To be done: Quote the rows from the line with "target | black trousers" to the line with "x=113, y=111", both included, and repeat nothing else.

Source records:
■ ■ ■
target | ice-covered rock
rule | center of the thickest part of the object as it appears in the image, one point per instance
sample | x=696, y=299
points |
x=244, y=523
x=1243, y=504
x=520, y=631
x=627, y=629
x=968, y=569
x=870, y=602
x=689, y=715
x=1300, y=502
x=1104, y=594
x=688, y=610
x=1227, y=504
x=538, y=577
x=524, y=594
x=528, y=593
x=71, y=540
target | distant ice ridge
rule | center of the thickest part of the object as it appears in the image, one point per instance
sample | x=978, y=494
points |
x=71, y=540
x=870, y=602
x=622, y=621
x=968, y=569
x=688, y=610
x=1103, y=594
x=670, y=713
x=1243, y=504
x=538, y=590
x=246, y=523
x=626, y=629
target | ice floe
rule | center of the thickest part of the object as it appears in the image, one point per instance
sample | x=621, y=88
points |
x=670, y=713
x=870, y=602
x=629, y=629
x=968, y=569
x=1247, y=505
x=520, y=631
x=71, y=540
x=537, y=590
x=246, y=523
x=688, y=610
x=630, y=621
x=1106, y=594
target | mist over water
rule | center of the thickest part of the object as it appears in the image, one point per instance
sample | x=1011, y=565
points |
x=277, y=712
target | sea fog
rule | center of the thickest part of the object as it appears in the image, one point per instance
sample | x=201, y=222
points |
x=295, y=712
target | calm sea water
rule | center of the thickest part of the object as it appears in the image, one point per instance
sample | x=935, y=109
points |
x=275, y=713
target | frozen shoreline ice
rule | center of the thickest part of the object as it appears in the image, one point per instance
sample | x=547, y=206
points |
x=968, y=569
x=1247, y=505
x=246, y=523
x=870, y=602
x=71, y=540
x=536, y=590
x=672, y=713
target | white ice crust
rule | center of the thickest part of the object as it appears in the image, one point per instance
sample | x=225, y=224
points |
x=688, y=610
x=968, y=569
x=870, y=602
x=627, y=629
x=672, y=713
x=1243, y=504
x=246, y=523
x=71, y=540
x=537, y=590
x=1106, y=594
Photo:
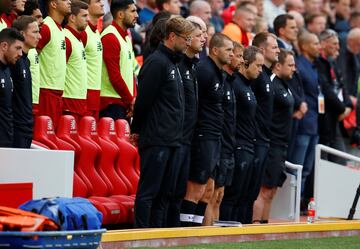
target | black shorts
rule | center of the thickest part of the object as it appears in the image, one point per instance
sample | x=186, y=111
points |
x=224, y=171
x=205, y=154
x=275, y=166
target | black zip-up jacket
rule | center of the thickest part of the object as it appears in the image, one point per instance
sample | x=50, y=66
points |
x=280, y=128
x=6, y=112
x=331, y=87
x=228, y=141
x=187, y=72
x=159, y=108
x=22, y=97
x=211, y=91
x=264, y=93
x=246, y=104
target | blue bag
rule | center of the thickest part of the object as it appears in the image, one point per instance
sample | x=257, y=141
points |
x=69, y=213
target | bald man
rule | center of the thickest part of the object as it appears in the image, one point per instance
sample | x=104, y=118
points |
x=202, y=9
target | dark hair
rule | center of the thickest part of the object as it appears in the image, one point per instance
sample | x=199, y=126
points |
x=30, y=7
x=260, y=39
x=283, y=55
x=22, y=22
x=117, y=5
x=218, y=40
x=311, y=17
x=10, y=35
x=250, y=54
x=280, y=22
x=77, y=5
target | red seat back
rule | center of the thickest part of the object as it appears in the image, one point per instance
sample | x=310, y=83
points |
x=91, y=157
x=110, y=160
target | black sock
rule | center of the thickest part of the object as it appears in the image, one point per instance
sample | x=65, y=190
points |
x=199, y=213
x=187, y=212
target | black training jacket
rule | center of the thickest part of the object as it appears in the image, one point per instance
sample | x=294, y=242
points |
x=159, y=108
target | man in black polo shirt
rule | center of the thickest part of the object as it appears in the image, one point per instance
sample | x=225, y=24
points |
x=20, y=73
x=11, y=44
x=232, y=206
x=158, y=124
x=264, y=94
x=205, y=151
x=187, y=68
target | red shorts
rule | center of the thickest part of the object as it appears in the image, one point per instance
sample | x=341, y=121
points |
x=50, y=104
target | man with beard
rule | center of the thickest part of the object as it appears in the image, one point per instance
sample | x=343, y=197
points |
x=280, y=129
x=93, y=49
x=206, y=144
x=158, y=124
x=233, y=205
x=118, y=89
x=52, y=56
x=74, y=97
x=22, y=79
x=5, y=8
x=11, y=44
x=187, y=68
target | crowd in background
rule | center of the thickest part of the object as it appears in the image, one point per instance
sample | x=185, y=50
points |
x=219, y=94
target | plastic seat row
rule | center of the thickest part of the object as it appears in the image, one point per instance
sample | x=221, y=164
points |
x=106, y=166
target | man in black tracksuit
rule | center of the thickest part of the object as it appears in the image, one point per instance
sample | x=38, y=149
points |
x=187, y=68
x=232, y=206
x=20, y=73
x=158, y=121
x=205, y=151
x=14, y=41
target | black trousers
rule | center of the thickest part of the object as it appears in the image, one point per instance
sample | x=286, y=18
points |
x=234, y=193
x=159, y=167
x=113, y=111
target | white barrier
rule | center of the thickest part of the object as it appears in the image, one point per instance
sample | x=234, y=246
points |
x=286, y=204
x=335, y=185
x=50, y=171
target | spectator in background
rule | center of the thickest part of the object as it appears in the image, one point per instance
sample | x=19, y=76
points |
x=217, y=7
x=118, y=89
x=94, y=57
x=316, y=23
x=307, y=133
x=286, y=30
x=206, y=144
x=295, y=5
x=21, y=75
x=75, y=90
x=202, y=9
x=52, y=56
x=240, y=28
x=272, y=9
x=11, y=45
x=158, y=125
x=147, y=13
x=18, y=8
x=5, y=8
x=32, y=8
x=274, y=176
x=171, y=6
x=187, y=69
x=338, y=104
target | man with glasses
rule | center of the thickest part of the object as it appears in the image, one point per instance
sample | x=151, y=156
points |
x=158, y=124
x=338, y=104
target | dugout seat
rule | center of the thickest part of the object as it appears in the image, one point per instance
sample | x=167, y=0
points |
x=112, y=212
x=129, y=157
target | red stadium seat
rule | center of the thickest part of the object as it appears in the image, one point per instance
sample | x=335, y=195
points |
x=100, y=158
x=112, y=212
x=129, y=159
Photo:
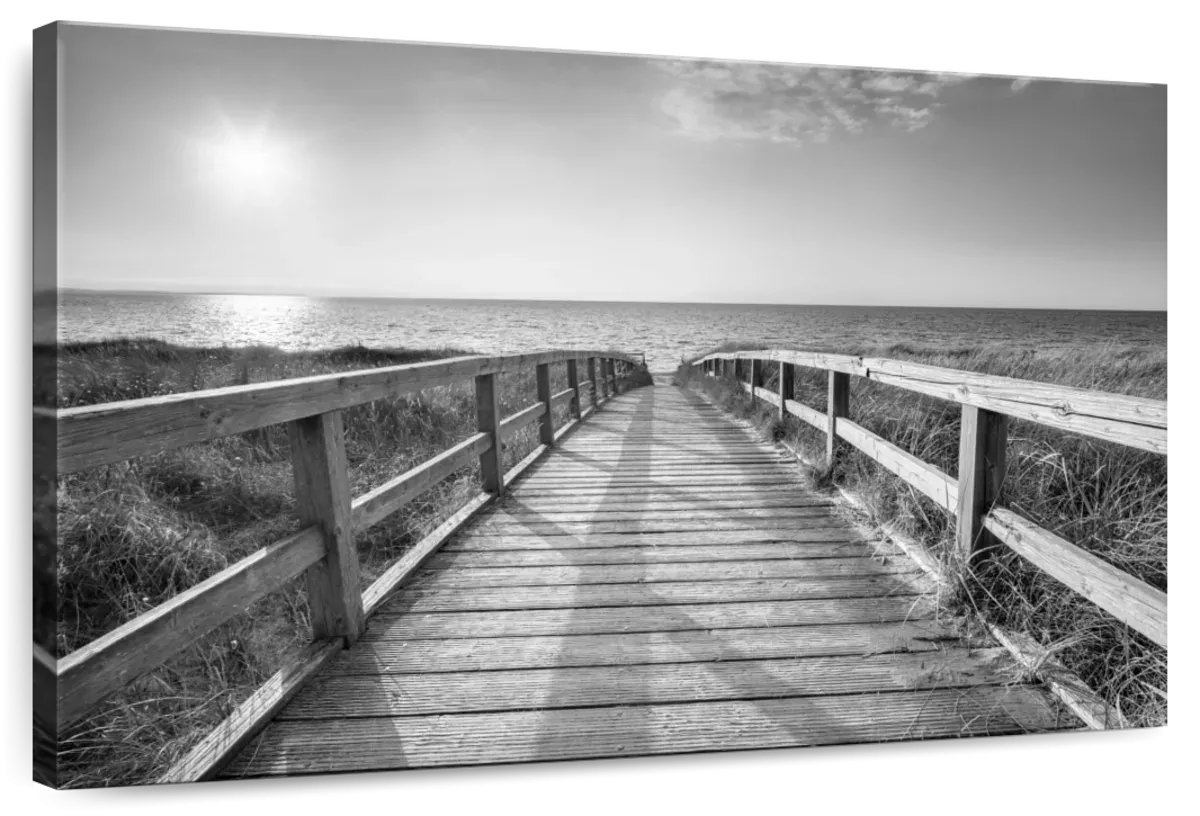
■ ■ ■
Finished answer:
target | black trousers
rule | center of the thickest part of the object as it appears in the image, one point per instance
sample | x=286, y=18
points |
x=234, y=193
x=159, y=167
x=113, y=111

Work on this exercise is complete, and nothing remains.